___ PAGE EXCERPT
Short Hills patrons aid Tel Aviv Univ. in range of subjects

Judy and Stewart Colton receive a document commemorating the Colton Family Next Generation Technologies Institute at Tel Aviv University in 2006.
Judy and Stewart Colton receive a document commemorating the Colton Family Next Generation Technologies Institute at Tel Aviv University in 2006.

Ask Stewart Colton to explain how his 25-year commitment to Tel Aviv University began, and he’ll tell you it was “just serendipity.”

It started at a New York restaurant, where he and his wife, Judy, met the university’s president at dinner.

A while later the Short Hills couple visited the campus on a trip to Israel with Herbert Friedman, a Reform rabbi and philanthropist. Friedman was instrumental in rescuing Jewish refugees after World War II and aiding the fight for Israel’s independence.

The rabbi, who was president of the Friends of Tel Aviv University, enlisted the Coltons as volunteers.

Since then, the Colton Family Foundation has provided scholarship funds to 45 students in a wide range of disciplines.

The scholarships are $21,000 apiece, with an extra $3,000 if the recipient happens to be a parent “so that they can just study,” Colton explained in a telephone interview from his home. “They don’t have to have a job or teach; they can concentrate in getting their doctorates.”

The Coltons have also helped endow some notable achievements achieved by university faculty members.

One recent recipient was Dr. Britta Hardy. Her work at the Felsenstein Medical Research Center at TAU’s Sackler School of Medicine may help find a way to spare diabetics from amputations.

The Coltons have also funded research projects ranging from gene therapy for colon cancer to breakthrough medications for Alzheimer’s disease.

But sponsoring medical research is hardly the Coltons’ only interest.

They have helped fund Eyal Zisser’s work on Israeli security issues at the university’s Moshe Dayan Center for Middle Eastern and African Studies.

They have endowed the Stewart and Judy Colton Chair of Law and Security in the Faculty of Law and the Colton Family Next Generation Technologies Institute at the university. And they have supported an opera singer and several musicians at the its Buchmann-Mehta School of Music.

A retired manufacturer of metals and chemicals for the electronics industry, Stewart Colton told NJ Jewish News, “We are pleased we are associated with the university and able to do the things we were able to do.”

“Science, security, and song — it’s a wonderful, long-range philosophy for philanthropy and an important vision for the State of Israel as well,” Roni Krinsky, president of TAU’s American Friends organization, wrote on its website.

“It is a real sense of accomplishment. It is a joyous thing to be able to do,” Colton added. “We feel very fortunate that we are able to be connected to the university and give the opportunity to these students to accomplish their goals.”
______
Reproduce the article on the Coltons' support for Tel Aviv University from "The scholarships are" up to and including "university faculty members.".
___ PROVIDED INFORMATION
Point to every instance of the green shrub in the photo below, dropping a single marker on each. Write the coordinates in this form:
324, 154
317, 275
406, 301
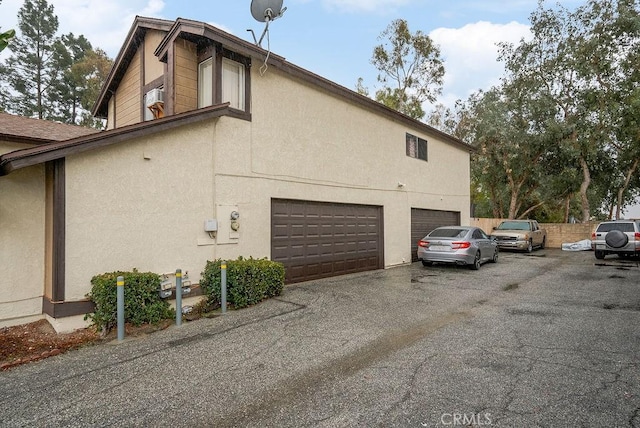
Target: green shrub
249, 281
142, 302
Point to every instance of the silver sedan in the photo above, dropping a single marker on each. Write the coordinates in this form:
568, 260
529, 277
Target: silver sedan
462, 245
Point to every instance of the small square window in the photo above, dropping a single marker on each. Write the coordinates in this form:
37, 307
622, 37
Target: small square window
233, 83
416, 147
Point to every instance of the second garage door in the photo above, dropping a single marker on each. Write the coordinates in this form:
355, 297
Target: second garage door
319, 239
424, 221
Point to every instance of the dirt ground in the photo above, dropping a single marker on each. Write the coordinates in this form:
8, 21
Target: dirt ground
37, 340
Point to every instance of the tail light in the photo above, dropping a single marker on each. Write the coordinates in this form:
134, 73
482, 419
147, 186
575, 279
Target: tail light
460, 245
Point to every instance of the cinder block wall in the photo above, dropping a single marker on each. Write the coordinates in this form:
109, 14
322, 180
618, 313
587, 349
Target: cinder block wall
557, 233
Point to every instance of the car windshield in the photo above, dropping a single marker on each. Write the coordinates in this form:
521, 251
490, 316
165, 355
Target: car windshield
513, 225
623, 227
448, 233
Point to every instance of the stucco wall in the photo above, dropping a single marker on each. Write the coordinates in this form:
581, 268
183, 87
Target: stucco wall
305, 144
152, 67
186, 76
557, 233
22, 245
141, 204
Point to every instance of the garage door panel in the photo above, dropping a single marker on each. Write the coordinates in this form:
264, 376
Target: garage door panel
317, 239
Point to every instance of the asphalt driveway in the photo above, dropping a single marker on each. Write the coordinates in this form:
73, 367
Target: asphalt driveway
547, 339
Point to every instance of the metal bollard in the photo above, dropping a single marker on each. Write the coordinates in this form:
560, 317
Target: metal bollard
120, 306
178, 297
223, 287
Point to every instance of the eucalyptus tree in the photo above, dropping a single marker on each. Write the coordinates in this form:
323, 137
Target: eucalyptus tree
410, 69
5, 37
610, 53
51, 77
28, 71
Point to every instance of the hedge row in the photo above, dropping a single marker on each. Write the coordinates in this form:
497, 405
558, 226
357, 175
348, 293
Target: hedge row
249, 281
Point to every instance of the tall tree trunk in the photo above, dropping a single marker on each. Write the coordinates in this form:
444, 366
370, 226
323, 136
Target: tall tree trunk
624, 187
586, 181
567, 207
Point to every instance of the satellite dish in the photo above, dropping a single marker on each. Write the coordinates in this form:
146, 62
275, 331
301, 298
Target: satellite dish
266, 10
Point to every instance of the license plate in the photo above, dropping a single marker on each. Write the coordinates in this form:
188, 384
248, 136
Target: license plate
439, 248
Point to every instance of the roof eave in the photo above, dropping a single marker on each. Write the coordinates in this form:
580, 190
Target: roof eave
12, 161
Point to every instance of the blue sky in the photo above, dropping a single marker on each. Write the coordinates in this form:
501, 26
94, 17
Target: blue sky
332, 38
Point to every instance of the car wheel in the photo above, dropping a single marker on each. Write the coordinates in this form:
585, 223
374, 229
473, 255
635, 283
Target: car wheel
616, 239
476, 262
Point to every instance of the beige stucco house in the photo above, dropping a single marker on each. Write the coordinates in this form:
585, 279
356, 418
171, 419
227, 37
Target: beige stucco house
215, 148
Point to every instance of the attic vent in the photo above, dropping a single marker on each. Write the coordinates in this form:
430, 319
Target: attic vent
154, 100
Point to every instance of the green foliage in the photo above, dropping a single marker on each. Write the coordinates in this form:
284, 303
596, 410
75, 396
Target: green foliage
4, 38
48, 76
142, 302
249, 281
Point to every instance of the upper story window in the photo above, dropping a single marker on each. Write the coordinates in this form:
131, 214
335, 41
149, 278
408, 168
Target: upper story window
205, 83
230, 86
416, 147
233, 83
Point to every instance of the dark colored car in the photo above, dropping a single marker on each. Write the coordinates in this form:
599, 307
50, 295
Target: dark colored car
621, 237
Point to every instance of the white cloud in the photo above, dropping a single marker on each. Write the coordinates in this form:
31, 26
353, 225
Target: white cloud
104, 23
470, 55
380, 6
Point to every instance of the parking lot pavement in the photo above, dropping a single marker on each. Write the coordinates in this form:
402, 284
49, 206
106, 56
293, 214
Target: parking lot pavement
546, 339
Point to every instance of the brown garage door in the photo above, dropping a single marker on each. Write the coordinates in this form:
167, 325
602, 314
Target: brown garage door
318, 239
424, 221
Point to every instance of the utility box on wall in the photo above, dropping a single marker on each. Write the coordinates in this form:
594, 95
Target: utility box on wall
229, 224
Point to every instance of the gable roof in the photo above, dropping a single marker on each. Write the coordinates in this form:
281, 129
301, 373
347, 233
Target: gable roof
9, 162
133, 40
20, 129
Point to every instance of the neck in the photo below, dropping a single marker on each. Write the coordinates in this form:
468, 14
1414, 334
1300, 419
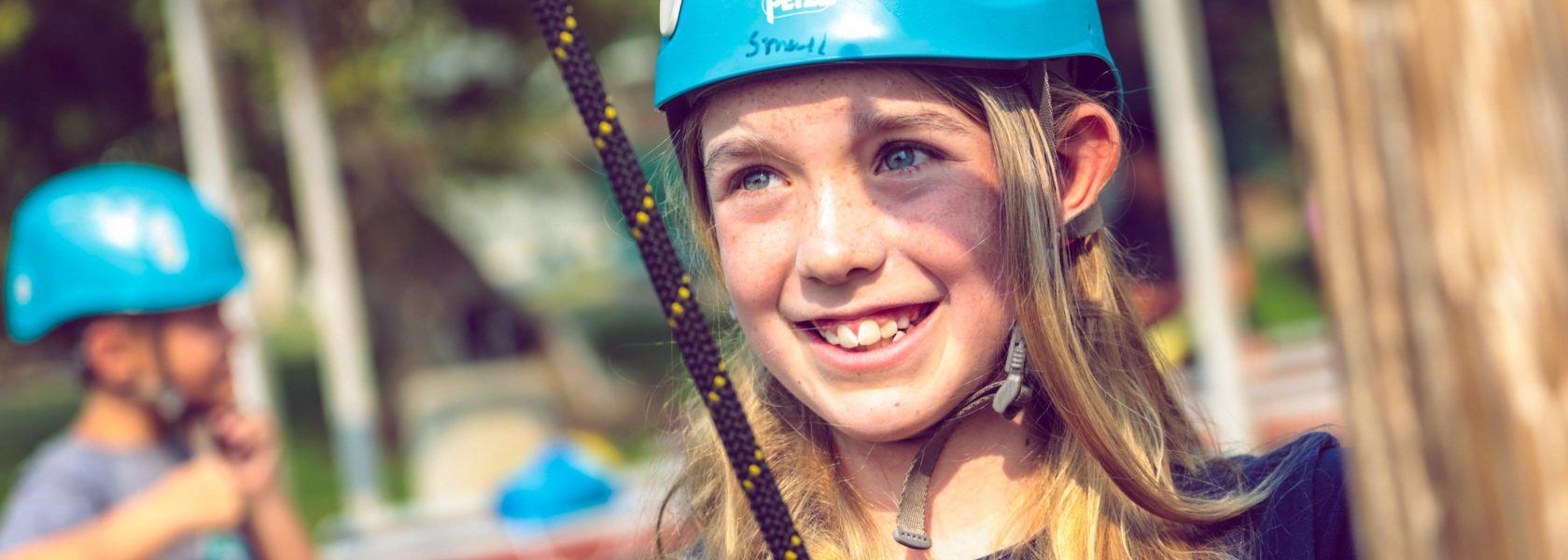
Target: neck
974, 490
113, 421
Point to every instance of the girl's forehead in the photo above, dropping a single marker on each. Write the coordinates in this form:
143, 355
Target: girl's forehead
843, 90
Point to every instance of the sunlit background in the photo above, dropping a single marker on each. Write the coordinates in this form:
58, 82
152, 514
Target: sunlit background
505, 304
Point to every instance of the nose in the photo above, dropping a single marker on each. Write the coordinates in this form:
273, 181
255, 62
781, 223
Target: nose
841, 237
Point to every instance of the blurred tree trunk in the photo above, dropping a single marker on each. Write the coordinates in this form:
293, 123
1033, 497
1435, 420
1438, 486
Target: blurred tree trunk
339, 309
1434, 135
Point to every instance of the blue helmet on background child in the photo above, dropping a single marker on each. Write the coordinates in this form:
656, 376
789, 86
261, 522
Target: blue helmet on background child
113, 239
712, 41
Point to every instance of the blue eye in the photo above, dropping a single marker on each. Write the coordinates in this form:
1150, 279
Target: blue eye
902, 157
758, 179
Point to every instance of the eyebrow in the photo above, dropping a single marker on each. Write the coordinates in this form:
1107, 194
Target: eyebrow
872, 121
864, 122
740, 147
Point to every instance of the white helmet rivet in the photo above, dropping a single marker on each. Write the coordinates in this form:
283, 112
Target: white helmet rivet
22, 289
668, 16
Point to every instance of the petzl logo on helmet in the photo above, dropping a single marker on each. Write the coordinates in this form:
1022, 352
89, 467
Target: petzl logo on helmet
784, 8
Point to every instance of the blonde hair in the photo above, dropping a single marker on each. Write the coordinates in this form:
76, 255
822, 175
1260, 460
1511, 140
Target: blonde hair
1112, 427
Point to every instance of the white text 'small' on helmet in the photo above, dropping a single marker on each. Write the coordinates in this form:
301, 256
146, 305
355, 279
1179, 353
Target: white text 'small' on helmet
113, 239
707, 43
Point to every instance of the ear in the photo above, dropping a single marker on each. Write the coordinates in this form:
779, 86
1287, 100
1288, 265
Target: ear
108, 348
1090, 147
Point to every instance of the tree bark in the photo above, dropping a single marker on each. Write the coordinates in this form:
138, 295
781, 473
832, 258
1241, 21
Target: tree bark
1432, 133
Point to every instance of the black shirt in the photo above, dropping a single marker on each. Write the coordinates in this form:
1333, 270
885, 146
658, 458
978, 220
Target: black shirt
1305, 518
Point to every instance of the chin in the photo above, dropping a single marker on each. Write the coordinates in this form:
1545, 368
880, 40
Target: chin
885, 416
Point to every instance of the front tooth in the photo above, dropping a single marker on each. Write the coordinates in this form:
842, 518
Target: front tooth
847, 338
869, 333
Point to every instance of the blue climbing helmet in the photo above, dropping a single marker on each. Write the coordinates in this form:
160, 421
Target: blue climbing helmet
113, 239
710, 41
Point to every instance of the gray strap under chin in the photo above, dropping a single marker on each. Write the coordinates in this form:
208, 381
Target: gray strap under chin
1007, 398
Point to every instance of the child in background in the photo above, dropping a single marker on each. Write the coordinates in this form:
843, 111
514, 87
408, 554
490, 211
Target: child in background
127, 262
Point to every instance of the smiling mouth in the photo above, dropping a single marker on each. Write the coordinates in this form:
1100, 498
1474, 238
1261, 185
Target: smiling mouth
871, 331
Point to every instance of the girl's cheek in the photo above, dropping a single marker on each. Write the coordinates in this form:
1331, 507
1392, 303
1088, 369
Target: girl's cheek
756, 259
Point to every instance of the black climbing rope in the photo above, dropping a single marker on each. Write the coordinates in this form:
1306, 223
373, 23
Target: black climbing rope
670, 278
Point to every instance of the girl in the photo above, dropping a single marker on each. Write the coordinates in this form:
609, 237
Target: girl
901, 200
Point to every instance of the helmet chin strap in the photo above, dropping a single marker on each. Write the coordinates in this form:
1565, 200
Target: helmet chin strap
1007, 398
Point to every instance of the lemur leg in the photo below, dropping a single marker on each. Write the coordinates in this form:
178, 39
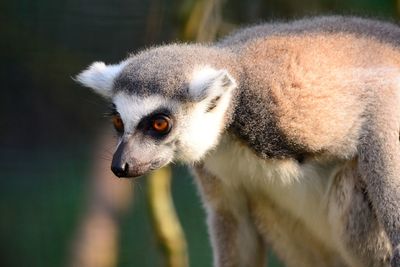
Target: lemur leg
354, 221
235, 241
379, 164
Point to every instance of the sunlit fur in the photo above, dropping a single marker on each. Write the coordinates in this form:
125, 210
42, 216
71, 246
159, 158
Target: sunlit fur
292, 130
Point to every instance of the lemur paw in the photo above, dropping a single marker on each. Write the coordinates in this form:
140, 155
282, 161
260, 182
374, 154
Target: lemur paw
395, 262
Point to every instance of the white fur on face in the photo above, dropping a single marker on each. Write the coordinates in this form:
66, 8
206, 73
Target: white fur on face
199, 129
100, 77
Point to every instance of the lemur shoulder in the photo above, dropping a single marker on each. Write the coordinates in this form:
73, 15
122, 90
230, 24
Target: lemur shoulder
292, 130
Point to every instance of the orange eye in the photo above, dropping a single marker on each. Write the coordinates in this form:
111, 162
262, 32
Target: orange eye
118, 123
161, 124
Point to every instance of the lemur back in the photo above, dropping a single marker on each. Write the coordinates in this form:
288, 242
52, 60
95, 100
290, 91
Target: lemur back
292, 130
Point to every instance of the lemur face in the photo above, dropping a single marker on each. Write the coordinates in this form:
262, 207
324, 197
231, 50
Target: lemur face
162, 124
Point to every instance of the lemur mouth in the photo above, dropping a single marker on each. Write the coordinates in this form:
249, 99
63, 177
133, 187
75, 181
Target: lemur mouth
137, 170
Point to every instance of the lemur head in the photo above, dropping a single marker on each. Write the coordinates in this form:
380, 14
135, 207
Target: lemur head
169, 103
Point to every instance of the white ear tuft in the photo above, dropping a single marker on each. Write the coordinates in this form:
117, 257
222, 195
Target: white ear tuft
208, 82
100, 77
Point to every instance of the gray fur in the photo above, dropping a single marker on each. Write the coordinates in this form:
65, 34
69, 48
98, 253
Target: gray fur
322, 91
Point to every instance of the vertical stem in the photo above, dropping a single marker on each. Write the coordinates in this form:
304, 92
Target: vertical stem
168, 229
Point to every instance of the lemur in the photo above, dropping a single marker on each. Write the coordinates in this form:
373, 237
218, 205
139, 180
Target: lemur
291, 129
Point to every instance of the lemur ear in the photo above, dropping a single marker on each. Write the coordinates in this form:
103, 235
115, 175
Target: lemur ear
208, 82
100, 77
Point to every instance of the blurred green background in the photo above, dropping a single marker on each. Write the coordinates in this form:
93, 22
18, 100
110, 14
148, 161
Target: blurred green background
53, 146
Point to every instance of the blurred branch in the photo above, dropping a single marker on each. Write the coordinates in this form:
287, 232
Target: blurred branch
166, 222
96, 240
203, 24
204, 21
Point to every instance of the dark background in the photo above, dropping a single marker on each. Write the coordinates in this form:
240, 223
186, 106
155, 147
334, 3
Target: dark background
50, 126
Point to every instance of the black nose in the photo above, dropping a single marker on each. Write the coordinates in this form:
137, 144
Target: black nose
120, 170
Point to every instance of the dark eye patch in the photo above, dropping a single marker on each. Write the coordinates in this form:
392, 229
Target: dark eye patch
146, 124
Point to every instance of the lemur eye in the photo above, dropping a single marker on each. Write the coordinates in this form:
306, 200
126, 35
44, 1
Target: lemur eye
118, 123
161, 124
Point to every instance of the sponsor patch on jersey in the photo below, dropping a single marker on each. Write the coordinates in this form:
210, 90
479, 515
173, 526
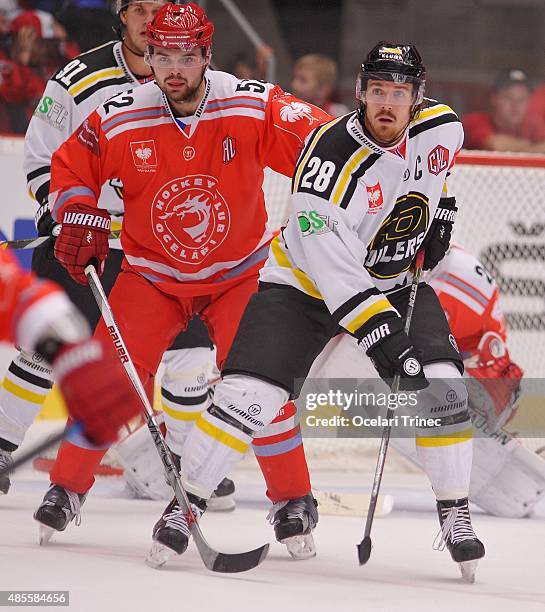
______
**RESULT BELOW**
The scholarships are $21,000 apiece, with an extra $3,000 if the recipient happens to be a parent “so that they can just study,” Colton explained in a telephone interview from his home. “They don’t have to have a job or teach; they can concentrate in getting their doctorates.”

The Coltons have also helped endow some notable achievements achieved by university faculty members.